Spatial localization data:
==============================

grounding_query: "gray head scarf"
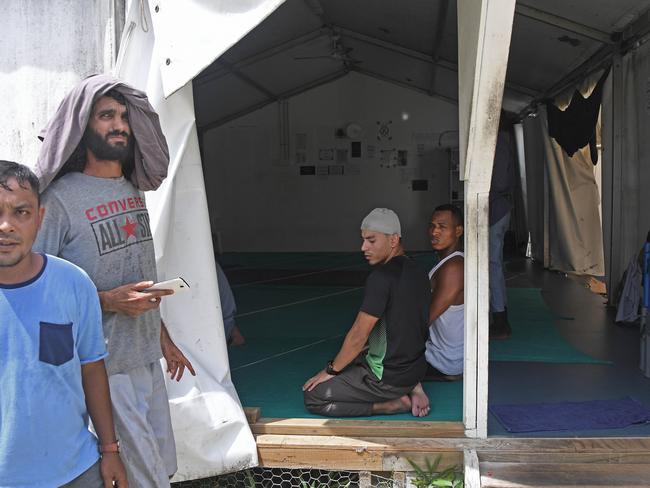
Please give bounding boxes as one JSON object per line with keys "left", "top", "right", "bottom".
{"left": 35, "top": 74, "right": 169, "bottom": 192}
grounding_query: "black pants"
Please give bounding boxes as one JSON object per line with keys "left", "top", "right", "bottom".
{"left": 304, "top": 359, "right": 414, "bottom": 417}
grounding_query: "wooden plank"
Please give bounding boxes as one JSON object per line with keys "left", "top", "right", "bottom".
{"left": 478, "top": 451, "right": 650, "bottom": 465}
{"left": 244, "top": 407, "right": 261, "bottom": 424}
{"left": 480, "top": 462, "right": 650, "bottom": 487}
{"left": 249, "top": 418, "right": 465, "bottom": 438}
{"left": 254, "top": 434, "right": 465, "bottom": 451}
{"left": 480, "top": 437, "right": 650, "bottom": 453}
{"left": 257, "top": 447, "right": 384, "bottom": 470}
{"left": 255, "top": 435, "right": 650, "bottom": 453}
{"left": 382, "top": 451, "right": 463, "bottom": 471}
{"left": 475, "top": 191, "right": 490, "bottom": 439}
{"left": 464, "top": 449, "right": 481, "bottom": 488}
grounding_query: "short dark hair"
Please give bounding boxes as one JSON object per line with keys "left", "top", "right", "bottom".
{"left": 433, "top": 204, "right": 463, "bottom": 227}
{"left": 0, "top": 160, "right": 40, "bottom": 202}
{"left": 104, "top": 88, "right": 127, "bottom": 106}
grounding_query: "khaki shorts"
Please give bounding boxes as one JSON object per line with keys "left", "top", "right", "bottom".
{"left": 108, "top": 362, "right": 177, "bottom": 488}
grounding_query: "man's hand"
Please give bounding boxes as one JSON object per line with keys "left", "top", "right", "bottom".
{"left": 99, "top": 281, "right": 173, "bottom": 317}
{"left": 302, "top": 369, "right": 334, "bottom": 392}
{"left": 161, "top": 324, "right": 196, "bottom": 381}
{"left": 100, "top": 452, "right": 129, "bottom": 488}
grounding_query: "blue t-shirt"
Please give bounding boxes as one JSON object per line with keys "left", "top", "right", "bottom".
{"left": 0, "top": 255, "right": 108, "bottom": 487}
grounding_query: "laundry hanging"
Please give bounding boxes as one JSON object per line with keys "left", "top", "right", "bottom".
{"left": 546, "top": 68, "right": 610, "bottom": 164}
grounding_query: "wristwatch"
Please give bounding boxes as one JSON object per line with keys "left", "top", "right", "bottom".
{"left": 99, "top": 440, "right": 120, "bottom": 454}
{"left": 326, "top": 360, "right": 341, "bottom": 376}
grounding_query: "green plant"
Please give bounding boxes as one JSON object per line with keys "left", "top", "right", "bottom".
{"left": 300, "top": 477, "right": 351, "bottom": 488}
{"left": 243, "top": 469, "right": 256, "bottom": 488}
{"left": 408, "top": 455, "right": 464, "bottom": 488}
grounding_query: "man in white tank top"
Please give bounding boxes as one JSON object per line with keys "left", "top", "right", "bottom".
{"left": 424, "top": 205, "right": 465, "bottom": 380}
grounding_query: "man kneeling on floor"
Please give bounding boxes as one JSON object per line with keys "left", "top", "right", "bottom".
{"left": 303, "top": 208, "right": 431, "bottom": 417}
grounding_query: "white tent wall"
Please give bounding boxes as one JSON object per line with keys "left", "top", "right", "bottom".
{"left": 113, "top": 0, "right": 309, "bottom": 479}
{"left": 603, "top": 41, "right": 650, "bottom": 299}
{"left": 0, "top": 0, "right": 119, "bottom": 166}
{"left": 201, "top": 72, "right": 458, "bottom": 253}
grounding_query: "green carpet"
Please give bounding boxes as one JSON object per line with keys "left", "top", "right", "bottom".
{"left": 224, "top": 253, "right": 607, "bottom": 420}
{"left": 229, "top": 281, "right": 461, "bottom": 420}
{"left": 490, "top": 288, "right": 611, "bottom": 364}
{"left": 230, "top": 337, "right": 462, "bottom": 421}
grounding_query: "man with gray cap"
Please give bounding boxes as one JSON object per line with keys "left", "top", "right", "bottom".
{"left": 303, "top": 208, "right": 431, "bottom": 417}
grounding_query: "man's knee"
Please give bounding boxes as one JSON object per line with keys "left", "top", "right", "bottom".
{"left": 304, "top": 384, "right": 341, "bottom": 416}
{"left": 303, "top": 387, "right": 325, "bottom": 411}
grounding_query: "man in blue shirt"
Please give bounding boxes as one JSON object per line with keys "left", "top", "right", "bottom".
{"left": 0, "top": 160, "right": 128, "bottom": 487}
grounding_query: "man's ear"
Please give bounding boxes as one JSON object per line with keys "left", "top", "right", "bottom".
{"left": 389, "top": 234, "right": 400, "bottom": 248}
{"left": 37, "top": 206, "right": 45, "bottom": 229}
{"left": 455, "top": 225, "right": 464, "bottom": 238}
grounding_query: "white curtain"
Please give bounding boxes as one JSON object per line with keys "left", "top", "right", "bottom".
{"left": 114, "top": 0, "right": 288, "bottom": 480}
{"left": 523, "top": 102, "right": 605, "bottom": 275}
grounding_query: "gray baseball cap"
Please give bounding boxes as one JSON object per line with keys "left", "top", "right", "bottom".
{"left": 360, "top": 208, "right": 401, "bottom": 236}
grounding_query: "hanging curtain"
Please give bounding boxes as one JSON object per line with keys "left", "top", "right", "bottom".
{"left": 522, "top": 114, "right": 545, "bottom": 264}
{"left": 542, "top": 105, "right": 605, "bottom": 275}
{"left": 602, "top": 41, "right": 650, "bottom": 297}
{"left": 523, "top": 90, "right": 606, "bottom": 275}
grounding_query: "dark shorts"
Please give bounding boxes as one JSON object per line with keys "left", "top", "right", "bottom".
{"left": 304, "top": 359, "right": 414, "bottom": 417}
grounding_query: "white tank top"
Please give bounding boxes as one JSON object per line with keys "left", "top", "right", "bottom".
{"left": 425, "top": 251, "right": 464, "bottom": 375}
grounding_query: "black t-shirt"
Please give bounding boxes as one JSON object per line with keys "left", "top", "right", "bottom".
{"left": 360, "top": 255, "right": 431, "bottom": 386}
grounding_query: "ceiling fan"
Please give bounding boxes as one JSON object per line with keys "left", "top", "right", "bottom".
{"left": 293, "top": 34, "right": 362, "bottom": 65}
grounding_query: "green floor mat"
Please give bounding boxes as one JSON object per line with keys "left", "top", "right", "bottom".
{"left": 234, "top": 284, "right": 360, "bottom": 316}
{"left": 230, "top": 337, "right": 462, "bottom": 421}
{"left": 490, "top": 288, "right": 611, "bottom": 364}
{"left": 226, "top": 262, "right": 605, "bottom": 420}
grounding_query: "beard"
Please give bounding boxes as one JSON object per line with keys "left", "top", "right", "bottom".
{"left": 83, "top": 126, "right": 134, "bottom": 162}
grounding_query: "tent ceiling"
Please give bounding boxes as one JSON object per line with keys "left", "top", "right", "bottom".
{"left": 194, "top": 0, "right": 650, "bottom": 131}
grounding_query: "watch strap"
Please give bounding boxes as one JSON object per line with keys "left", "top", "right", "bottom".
{"left": 99, "top": 440, "right": 120, "bottom": 454}
{"left": 326, "top": 360, "right": 340, "bottom": 376}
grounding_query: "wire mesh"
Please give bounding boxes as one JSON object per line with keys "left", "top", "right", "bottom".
{"left": 172, "top": 467, "right": 403, "bottom": 488}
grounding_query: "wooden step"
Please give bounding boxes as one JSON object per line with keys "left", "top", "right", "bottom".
{"left": 250, "top": 417, "right": 465, "bottom": 437}
{"left": 480, "top": 461, "right": 650, "bottom": 487}
{"left": 255, "top": 434, "right": 463, "bottom": 471}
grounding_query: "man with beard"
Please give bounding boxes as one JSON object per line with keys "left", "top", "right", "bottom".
{"left": 35, "top": 88, "right": 194, "bottom": 488}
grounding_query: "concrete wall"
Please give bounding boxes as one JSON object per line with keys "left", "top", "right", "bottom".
{"left": 0, "top": 0, "right": 119, "bottom": 168}
{"left": 201, "top": 72, "right": 458, "bottom": 252}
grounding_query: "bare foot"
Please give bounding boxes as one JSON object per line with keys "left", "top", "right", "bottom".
{"left": 229, "top": 326, "right": 246, "bottom": 346}
{"left": 409, "top": 383, "right": 430, "bottom": 417}
{"left": 372, "top": 395, "right": 411, "bottom": 415}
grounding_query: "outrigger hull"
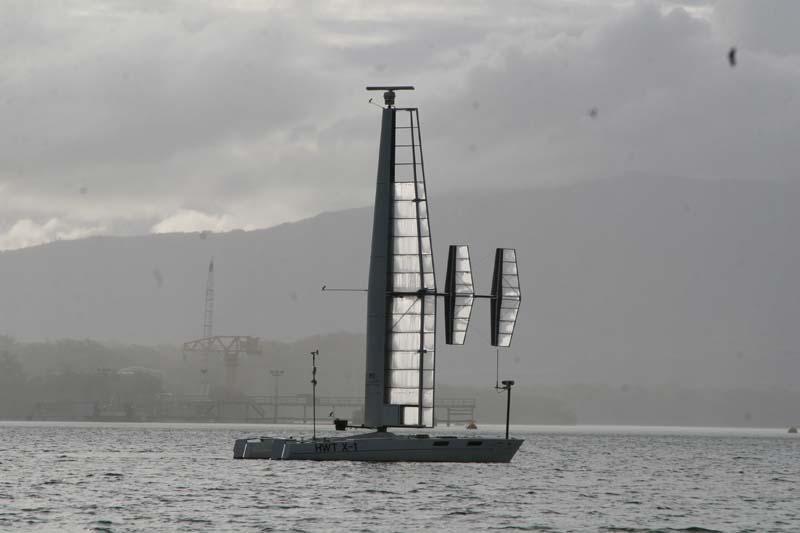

==============================

ACTIVITY> Your task is to copy each line of the entries that includes the word "white".

RESULT OF THE EXERCISE>
grounding_query: "man in white tank top"
grounding_query: "white tent wall"
grounding_query: "white curtain"
grounding_query: "white tank top"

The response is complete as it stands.